— begin INFORMATION GIVEN —

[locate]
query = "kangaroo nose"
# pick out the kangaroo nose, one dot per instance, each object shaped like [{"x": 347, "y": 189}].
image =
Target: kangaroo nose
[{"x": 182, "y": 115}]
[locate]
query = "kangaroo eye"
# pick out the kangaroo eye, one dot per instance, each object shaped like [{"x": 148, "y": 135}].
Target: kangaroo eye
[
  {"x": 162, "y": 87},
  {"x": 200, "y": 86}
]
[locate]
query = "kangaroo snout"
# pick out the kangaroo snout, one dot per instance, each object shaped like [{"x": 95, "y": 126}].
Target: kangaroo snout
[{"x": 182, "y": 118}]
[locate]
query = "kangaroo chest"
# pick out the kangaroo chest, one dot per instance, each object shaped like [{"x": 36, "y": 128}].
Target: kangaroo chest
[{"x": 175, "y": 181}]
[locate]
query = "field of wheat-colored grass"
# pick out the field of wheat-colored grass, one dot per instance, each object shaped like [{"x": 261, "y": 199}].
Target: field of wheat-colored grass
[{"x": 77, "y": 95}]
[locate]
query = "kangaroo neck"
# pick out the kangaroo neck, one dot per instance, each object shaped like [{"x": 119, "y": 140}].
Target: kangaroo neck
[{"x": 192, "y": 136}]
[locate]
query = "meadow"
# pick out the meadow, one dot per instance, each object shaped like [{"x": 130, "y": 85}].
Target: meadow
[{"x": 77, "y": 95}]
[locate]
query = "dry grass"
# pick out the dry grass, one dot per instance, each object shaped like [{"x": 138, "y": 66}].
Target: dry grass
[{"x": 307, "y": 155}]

— end INFORMATION GIVEN —
— begin INFORMATION GIVEN —

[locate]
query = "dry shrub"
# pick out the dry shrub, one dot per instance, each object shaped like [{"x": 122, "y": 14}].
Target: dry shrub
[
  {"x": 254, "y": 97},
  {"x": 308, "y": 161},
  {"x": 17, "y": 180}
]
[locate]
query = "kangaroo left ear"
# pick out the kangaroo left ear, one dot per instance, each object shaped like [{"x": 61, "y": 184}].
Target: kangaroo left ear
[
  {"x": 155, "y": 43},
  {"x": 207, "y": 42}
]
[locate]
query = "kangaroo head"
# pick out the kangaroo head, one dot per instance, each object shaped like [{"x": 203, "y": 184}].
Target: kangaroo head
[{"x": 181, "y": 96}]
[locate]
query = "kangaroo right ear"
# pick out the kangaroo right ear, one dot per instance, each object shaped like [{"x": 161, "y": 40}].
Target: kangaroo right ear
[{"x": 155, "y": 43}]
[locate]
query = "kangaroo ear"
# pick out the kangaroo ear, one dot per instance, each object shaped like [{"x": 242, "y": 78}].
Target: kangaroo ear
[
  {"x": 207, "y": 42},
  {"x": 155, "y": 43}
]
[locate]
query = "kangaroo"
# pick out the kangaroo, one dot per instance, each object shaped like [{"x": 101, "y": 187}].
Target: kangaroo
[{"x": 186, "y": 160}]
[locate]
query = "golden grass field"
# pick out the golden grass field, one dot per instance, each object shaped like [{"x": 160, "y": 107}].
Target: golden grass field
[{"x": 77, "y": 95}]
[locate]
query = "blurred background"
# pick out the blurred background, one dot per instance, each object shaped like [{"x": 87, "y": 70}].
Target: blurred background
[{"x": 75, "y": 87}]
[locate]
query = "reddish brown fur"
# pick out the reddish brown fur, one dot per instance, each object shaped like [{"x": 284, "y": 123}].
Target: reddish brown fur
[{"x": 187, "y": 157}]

— end INFORMATION GIVEN —
— begin INFORMATION GIVEN —

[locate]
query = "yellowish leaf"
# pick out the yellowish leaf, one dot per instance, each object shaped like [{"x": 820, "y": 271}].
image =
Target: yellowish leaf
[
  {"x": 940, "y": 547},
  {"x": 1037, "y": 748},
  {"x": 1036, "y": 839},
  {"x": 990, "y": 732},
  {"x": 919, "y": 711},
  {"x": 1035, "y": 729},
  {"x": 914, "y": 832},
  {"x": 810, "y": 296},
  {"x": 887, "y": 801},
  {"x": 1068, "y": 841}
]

— end INFORMATION GIVEN —

## PROBLEM
State how many lines in the records above contain the word "meadow". Give only the number.

## RESPONSE
3